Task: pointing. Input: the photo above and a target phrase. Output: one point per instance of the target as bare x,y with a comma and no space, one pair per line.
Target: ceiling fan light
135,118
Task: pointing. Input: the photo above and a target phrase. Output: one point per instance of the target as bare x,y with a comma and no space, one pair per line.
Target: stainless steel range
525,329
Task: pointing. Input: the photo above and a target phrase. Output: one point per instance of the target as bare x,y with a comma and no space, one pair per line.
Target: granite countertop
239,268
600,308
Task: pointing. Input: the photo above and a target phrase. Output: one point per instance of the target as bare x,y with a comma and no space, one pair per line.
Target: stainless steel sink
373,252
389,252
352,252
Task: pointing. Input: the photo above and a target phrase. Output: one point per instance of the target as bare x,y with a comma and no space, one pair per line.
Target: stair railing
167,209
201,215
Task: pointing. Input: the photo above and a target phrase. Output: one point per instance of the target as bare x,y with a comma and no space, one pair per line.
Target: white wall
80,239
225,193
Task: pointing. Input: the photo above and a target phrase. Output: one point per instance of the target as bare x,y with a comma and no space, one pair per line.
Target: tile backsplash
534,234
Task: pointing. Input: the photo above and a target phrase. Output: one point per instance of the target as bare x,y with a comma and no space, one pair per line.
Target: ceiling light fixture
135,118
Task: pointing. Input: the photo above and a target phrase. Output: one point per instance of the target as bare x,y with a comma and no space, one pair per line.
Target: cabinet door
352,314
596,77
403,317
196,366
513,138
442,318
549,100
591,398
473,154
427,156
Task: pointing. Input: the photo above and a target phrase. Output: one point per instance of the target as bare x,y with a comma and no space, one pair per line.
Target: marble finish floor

##########

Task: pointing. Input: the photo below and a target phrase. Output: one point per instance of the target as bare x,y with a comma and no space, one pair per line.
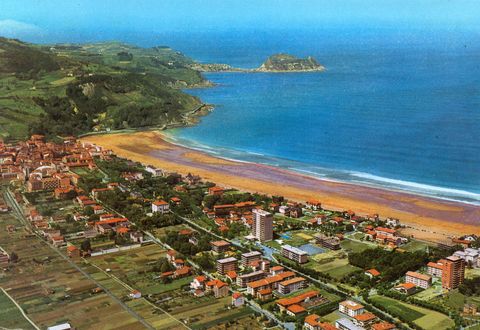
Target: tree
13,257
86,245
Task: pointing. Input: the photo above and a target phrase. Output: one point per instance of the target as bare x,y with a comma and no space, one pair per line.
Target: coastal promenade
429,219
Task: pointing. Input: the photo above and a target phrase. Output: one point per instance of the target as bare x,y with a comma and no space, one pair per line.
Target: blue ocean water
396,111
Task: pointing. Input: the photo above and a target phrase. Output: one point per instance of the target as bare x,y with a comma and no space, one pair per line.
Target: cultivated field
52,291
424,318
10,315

##########

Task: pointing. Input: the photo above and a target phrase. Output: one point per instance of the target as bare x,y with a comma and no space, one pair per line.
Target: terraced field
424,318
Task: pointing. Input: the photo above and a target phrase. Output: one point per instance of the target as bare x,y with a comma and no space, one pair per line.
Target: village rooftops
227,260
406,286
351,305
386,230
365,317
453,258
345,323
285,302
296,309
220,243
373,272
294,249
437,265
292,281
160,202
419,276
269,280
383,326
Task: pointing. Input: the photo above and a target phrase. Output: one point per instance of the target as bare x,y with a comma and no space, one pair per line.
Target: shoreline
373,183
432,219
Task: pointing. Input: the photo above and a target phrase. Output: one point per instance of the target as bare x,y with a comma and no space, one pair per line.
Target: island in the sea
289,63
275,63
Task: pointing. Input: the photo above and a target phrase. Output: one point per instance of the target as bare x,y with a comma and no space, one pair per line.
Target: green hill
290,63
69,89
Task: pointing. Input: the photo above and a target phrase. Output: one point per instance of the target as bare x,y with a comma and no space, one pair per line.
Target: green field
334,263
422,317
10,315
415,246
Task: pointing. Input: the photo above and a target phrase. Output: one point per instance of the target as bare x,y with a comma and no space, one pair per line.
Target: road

##########

**WHAT YOU SHOULD DO:** Pick out each line in the rows above that contains the string "steel" and list those lines.

**RESULT OF THIS TASK:**
Target: stainless steel range
Target: stainless steel sink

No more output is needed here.